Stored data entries

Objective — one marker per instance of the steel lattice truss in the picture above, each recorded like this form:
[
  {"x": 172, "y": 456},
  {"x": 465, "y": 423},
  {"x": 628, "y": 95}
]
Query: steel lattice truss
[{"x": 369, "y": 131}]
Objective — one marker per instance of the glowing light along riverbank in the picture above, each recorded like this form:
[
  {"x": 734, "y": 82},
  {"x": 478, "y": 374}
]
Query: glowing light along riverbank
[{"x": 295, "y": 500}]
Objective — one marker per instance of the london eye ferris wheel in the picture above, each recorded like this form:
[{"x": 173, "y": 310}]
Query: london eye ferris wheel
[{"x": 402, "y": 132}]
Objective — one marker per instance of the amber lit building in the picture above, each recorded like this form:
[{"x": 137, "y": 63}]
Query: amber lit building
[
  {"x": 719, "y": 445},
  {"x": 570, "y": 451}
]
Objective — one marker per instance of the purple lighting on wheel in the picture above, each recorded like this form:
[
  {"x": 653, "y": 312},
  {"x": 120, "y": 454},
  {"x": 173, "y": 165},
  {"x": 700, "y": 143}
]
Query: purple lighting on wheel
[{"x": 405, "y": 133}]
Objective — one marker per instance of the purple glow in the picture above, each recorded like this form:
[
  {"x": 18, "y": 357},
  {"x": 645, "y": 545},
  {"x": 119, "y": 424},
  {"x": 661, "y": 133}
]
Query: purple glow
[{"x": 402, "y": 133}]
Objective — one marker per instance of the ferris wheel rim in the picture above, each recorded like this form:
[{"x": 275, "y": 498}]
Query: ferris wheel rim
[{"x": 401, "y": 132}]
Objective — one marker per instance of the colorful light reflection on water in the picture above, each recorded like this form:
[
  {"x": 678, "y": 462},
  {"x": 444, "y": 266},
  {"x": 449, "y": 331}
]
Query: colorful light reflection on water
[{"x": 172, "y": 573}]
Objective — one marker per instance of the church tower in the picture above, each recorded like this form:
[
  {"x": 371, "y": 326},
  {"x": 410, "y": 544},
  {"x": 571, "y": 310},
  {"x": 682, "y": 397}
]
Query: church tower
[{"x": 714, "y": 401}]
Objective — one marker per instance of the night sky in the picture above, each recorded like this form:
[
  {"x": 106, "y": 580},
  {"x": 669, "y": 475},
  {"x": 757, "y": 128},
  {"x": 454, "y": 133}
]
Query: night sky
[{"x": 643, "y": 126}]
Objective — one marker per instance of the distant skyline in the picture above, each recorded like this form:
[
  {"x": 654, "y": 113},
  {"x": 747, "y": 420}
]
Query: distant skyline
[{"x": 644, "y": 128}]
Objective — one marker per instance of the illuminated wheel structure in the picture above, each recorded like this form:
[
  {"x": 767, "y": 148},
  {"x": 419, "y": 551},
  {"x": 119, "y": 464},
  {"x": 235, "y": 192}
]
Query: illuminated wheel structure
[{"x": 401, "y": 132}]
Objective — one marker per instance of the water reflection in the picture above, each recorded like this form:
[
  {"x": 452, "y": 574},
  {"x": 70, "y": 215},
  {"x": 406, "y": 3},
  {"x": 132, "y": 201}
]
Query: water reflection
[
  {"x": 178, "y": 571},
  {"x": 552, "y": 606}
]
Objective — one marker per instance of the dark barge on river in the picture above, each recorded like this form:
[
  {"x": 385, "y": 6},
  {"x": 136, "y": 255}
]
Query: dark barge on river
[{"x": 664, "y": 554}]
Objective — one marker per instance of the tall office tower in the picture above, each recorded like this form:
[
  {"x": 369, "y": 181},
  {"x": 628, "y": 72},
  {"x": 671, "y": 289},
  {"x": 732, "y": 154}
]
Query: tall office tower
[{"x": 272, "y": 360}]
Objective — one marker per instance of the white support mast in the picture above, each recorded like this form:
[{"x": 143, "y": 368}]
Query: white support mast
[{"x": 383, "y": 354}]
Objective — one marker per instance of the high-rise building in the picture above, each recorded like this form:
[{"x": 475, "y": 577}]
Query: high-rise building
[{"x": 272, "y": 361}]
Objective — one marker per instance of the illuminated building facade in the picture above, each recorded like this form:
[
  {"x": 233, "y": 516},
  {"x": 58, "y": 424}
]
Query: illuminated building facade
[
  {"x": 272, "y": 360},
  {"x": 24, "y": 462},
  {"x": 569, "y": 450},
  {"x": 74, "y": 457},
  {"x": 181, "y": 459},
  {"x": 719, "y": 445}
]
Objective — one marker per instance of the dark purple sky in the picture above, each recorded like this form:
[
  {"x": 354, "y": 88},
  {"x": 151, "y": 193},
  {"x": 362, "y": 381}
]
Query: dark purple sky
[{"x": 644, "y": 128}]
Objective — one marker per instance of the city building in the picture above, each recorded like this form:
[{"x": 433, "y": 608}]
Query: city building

Assignment:
Please reproduce each entry above exactly as it reads.

Task result:
Objective — one marker per instance of the steel lattice truss in the picture above, each recorded like this form:
[
  {"x": 172, "y": 456},
  {"x": 465, "y": 423},
  {"x": 628, "y": 95}
]
Query: steel lattice truss
[{"x": 369, "y": 131}]
Objective — one marker per instance of the glowing light along riverbank in the picture above, each recorded like this form:
[
  {"x": 734, "y": 82},
  {"x": 478, "y": 374}
]
Query: glowing light along riverbank
[{"x": 295, "y": 500}]
Objective — one marker per instance of the london eye ferris wheel in the picture above, each recorded like this form:
[{"x": 173, "y": 310}]
Query: london eye ferris wheel
[{"x": 402, "y": 132}]
Objective — one marker per instance of the amber lit building in the picture above, each recorded like this form:
[{"x": 137, "y": 63}]
Query: amber lit building
[
  {"x": 719, "y": 445},
  {"x": 570, "y": 451}
]
Objective — one marker per instance of the purple lighting on wheel in the picture above, each recorded like this form:
[
  {"x": 653, "y": 312},
  {"x": 120, "y": 454},
  {"x": 173, "y": 165},
  {"x": 700, "y": 143}
]
Query: purple lighting on wheel
[{"x": 405, "y": 133}]
Objective — one marker per instance of the purple glow in the picture above, each recorded like this form:
[
  {"x": 18, "y": 357},
  {"x": 645, "y": 545},
  {"x": 119, "y": 424},
  {"x": 661, "y": 133}
]
Query: purple glow
[{"x": 402, "y": 133}]
Objective — one marker per instance of the ferris wheel rim in the picture above, each recorded like this form:
[{"x": 275, "y": 498}]
Query: ferris wheel rim
[{"x": 401, "y": 132}]
Objective — one marker per instance of the colorful light reflection on water in the picture above, each recorded like this form:
[
  {"x": 678, "y": 462},
  {"x": 444, "y": 266},
  {"x": 449, "y": 331}
]
Query: colorful light reflection on water
[{"x": 172, "y": 573}]
Objective — one marker per instance of the church tower in the picture above, each recorded like this form:
[
  {"x": 371, "y": 326},
  {"x": 410, "y": 544},
  {"x": 571, "y": 310},
  {"x": 682, "y": 397}
]
Query: church tower
[{"x": 714, "y": 401}]
Objective — one marker per instance of the night sky in the picture above, each recorded like this form:
[
  {"x": 106, "y": 580},
  {"x": 669, "y": 475},
  {"x": 757, "y": 128},
  {"x": 454, "y": 133}
]
Query: night sky
[{"x": 643, "y": 126}]
Objective — one marker per instance of the distant skyline in the picture above, each recorded like this form:
[
  {"x": 654, "y": 113},
  {"x": 747, "y": 420}
]
Query: distant skyline
[{"x": 644, "y": 128}]
Objective — one marker per instance of the illuminated wheel structure in the picture above, each recorded like this form:
[
  {"x": 767, "y": 148},
  {"x": 419, "y": 551},
  {"x": 119, "y": 464},
  {"x": 235, "y": 192}
]
Query: illuminated wheel structure
[{"x": 401, "y": 132}]
Objective — one marker per instance of the water reflection in the picture above, each recorded like this form:
[
  {"x": 452, "y": 574},
  {"x": 70, "y": 215},
  {"x": 406, "y": 3},
  {"x": 132, "y": 201}
]
Query: water reflection
[
  {"x": 178, "y": 571},
  {"x": 552, "y": 606}
]
Objective — one marker per instance of the dark barge on river in the picture above, each recorded like this form:
[
  {"x": 385, "y": 6},
  {"x": 136, "y": 255}
]
Query: dark barge on river
[{"x": 664, "y": 554}]
Objective — one marker per instance of the tall office tower in the picture above, each recorded like this form:
[
  {"x": 369, "y": 181},
  {"x": 628, "y": 72},
  {"x": 671, "y": 289},
  {"x": 732, "y": 154}
]
Query: tall office tower
[{"x": 272, "y": 360}]
Objective — one marker per instance of the white support mast in the picture above, each recorded like this form:
[{"x": 143, "y": 368}]
Query: white support mast
[{"x": 383, "y": 354}]
Objective — one marker per instance of the high-rise building in the picture above, each recorded like this form:
[{"x": 475, "y": 577}]
Query: high-rise building
[{"x": 272, "y": 361}]
Objective — one marker per instance of the illuminated building facade in the picture above, each recorded like this form:
[
  {"x": 233, "y": 516},
  {"x": 58, "y": 424}
]
Query: illuminated building facade
[
  {"x": 272, "y": 360},
  {"x": 24, "y": 462},
  {"x": 569, "y": 450},
  {"x": 74, "y": 457},
  {"x": 181, "y": 459},
  {"x": 719, "y": 445}
]
Objective — one marker per instance of the dark purple sky in the picture above, each recorded like this form:
[
  {"x": 354, "y": 88},
  {"x": 151, "y": 193},
  {"x": 362, "y": 381}
]
Query: dark purple sky
[{"x": 644, "y": 128}]
Objective — one marker per instance of the city building in the picture above, each recorded like this form:
[{"x": 433, "y": 608}]
Query: city building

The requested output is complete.